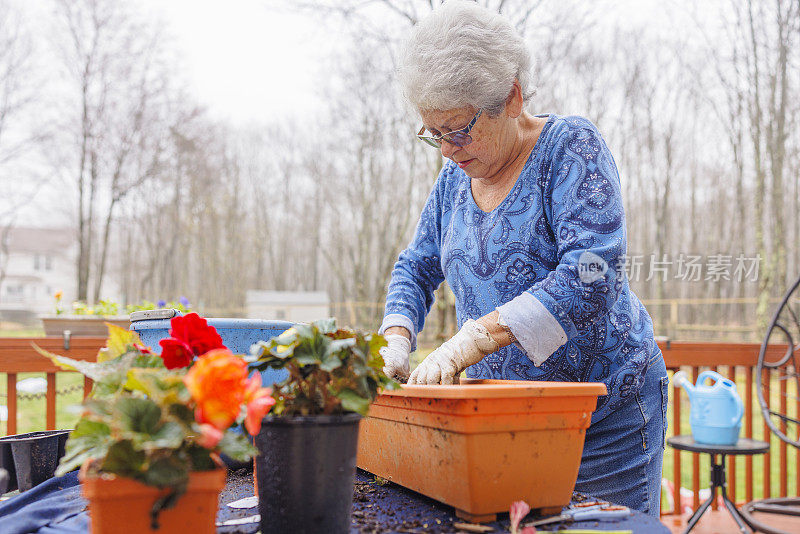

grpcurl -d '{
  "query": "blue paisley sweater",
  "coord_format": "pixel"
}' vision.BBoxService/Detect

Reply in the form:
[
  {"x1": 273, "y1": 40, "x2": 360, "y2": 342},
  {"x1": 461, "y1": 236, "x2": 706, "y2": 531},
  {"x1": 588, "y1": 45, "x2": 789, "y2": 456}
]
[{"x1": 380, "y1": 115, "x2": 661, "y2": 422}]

┄┄┄┄┄┄

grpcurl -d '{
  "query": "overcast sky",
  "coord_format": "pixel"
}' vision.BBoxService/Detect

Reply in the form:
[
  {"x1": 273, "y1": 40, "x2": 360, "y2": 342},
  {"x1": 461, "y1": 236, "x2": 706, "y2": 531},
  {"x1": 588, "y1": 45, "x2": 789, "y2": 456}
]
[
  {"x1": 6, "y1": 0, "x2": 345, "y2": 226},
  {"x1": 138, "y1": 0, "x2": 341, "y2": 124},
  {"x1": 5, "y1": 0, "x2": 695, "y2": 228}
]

┄┄┄┄┄┄

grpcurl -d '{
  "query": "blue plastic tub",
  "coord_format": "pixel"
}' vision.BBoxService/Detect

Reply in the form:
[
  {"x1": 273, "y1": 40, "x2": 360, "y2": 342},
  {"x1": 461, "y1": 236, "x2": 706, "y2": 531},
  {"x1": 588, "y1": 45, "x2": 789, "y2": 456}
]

┄┄┄┄┄┄

All lines containing "query" in the material above should appear in your reply, copied exactly.

  "query": "blue paisley sweater",
  "query": "overcast sky",
  "query": "blue plastic tub",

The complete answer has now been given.